- What to do
Write the next part of the passage on the Dnieper Lowland, picking up after its final sentence.

The northern part of the Dnieper Lowland is characterized by alluvial plains with terraced valleys, moraine and outwash plains, as well as dissected loess plains. The southern part of the area is a continuation of the Dnieper Plain, which reaches the line connecting the mouth of Prypiat with Desna in the area of Chernihiv and reaching the Seim. A distinct feature located in the northern part in the Zamhlai valley, which represents the old waterbed of the Dnieper and contains numerous swamps. The northeastern part is transitional to Middle Russian Upland and contains karst relief forms, especially prominent in the area of Novhorod-Siverskyi.

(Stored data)

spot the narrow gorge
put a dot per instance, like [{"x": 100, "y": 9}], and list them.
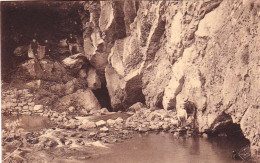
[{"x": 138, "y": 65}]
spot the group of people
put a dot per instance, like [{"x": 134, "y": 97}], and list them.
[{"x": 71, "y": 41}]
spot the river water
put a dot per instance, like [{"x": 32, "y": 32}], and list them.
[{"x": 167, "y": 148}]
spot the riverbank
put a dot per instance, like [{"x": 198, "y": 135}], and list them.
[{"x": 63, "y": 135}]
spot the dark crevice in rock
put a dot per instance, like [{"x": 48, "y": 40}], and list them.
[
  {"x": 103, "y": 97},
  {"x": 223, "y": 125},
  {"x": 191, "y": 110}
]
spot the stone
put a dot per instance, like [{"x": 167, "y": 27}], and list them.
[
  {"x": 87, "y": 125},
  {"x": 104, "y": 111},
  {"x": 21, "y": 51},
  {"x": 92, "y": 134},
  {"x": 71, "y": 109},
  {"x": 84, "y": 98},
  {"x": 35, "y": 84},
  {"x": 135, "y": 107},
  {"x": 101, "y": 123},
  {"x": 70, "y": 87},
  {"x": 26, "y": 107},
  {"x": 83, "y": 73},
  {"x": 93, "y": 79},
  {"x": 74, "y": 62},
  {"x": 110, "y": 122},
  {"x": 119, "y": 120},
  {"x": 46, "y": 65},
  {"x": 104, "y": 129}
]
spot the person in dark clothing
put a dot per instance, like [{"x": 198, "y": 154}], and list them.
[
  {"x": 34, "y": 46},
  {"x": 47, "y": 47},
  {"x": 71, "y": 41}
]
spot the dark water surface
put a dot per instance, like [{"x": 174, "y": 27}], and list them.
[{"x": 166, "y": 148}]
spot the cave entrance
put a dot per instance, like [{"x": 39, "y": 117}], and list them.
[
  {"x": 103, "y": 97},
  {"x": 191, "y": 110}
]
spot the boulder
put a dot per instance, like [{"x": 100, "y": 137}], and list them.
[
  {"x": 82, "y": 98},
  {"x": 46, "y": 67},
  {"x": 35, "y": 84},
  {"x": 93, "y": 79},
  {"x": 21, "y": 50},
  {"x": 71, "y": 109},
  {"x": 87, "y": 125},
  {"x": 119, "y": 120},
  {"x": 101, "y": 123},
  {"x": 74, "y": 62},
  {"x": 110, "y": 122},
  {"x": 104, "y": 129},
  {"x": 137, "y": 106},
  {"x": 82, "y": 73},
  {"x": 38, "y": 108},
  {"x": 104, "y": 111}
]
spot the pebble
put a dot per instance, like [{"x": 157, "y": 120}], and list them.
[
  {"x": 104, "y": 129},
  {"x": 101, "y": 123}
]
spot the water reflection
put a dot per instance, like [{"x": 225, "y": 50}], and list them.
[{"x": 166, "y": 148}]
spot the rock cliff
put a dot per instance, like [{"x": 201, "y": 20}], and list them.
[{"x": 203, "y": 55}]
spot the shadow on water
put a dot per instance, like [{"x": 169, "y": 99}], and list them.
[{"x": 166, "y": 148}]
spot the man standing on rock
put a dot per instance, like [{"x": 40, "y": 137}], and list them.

- Result
==Climate, earths and fauna==
Dnieper Lowland has a moderate continental climate, with continental features becoming more prominent in the norteastern part. The southeastern part has a much drier climate than the northern areas. The forest steppe parts of the plain contain chernozem soils, meanwhile the northern part is dominated by sod and podzol. The main type of forest cover is represented by oak groves with some presence of linden. The entire territory of the steppe in the northern two thirds of the area is cultivated, meanwhile the southern part has areas covered with spear grass and Volga fescue. In the northern part of the area oak, birch, aspen, alder and pine forests, as well as meadows and swamps covered with sedges, reeds and rushes are widespread.